#### What you are asked to do:
Render the data below as a numbered list, taking everything from the line containing "rippled cloud layer." down through the line containing "(241, 1053)" and omitting any blank lines.

#### Working data:
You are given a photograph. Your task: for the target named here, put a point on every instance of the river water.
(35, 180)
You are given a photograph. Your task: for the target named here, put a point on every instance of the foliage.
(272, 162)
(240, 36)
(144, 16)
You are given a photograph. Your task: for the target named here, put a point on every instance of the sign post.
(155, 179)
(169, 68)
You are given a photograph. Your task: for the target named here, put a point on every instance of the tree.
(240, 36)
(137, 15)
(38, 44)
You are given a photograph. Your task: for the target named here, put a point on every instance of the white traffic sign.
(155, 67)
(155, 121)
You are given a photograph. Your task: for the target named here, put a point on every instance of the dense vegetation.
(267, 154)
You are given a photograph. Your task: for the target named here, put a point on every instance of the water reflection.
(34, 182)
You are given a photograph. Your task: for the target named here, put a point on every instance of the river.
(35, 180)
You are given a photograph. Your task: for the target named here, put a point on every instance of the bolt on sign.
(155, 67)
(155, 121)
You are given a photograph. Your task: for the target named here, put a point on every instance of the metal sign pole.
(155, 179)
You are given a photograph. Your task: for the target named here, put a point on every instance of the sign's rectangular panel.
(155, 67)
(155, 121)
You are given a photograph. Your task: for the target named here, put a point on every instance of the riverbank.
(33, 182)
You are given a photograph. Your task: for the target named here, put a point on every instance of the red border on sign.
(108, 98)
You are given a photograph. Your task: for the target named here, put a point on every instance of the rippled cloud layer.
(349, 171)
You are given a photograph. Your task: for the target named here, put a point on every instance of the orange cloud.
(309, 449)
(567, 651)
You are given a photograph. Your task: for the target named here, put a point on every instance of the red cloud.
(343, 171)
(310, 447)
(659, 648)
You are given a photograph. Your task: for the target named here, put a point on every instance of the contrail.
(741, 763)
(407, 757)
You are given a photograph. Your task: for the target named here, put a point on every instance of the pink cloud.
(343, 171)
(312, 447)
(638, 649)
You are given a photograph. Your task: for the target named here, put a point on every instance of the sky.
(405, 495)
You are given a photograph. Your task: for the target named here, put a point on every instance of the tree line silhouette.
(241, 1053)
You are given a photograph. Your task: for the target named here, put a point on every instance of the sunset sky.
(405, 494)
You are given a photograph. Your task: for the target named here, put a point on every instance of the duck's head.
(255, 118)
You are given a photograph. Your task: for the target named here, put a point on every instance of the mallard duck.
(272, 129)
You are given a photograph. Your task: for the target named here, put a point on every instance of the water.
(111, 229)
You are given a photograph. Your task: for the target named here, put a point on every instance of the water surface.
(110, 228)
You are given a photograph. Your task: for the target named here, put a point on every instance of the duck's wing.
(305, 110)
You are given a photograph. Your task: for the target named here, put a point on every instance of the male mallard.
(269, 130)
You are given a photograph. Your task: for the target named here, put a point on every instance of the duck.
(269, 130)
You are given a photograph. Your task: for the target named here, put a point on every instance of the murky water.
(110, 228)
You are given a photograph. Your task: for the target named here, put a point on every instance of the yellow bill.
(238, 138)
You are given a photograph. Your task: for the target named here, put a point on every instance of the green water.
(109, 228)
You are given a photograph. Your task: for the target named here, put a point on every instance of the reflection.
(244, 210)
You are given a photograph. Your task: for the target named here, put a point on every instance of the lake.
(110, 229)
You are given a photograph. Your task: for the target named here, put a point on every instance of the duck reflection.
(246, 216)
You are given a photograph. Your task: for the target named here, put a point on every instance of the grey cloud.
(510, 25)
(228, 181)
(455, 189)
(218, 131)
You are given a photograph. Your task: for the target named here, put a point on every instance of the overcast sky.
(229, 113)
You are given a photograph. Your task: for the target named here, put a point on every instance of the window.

#### Output for this exercise:
1. You are given a photograph. Your task: for the target named here, put a point on every instance of the rippled cloud layer.
2. (349, 171)
3. You are given a photograph. Your task: for the target named here, put a point on every instance of the orange cloud.
4. (309, 449)
5. (567, 651)
6. You are given a photograph. Your task: for the target named here, put a point on every instance of the red cloud.
7. (343, 171)
8. (310, 447)
9. (659, 648)
10. You are given a photograph. Your task: for the target named here, put a point on every instance of the contrail.
11. (741, 763)
12. (407, 757)
13. You are given a photograph. Your task: for the target named here, put a point on every instance of the pink cloud.
14. (343, 171)
15. (312, 447)
16. (638, 649)
17. You are given a photograph. Your task: for the target named here, put a point on every instance of the sky.
18. (405, 495)
19. You are given a photograph. Your task: for the target named here, put a point on every instance of the tree line silhouette.
20. (241, 1053)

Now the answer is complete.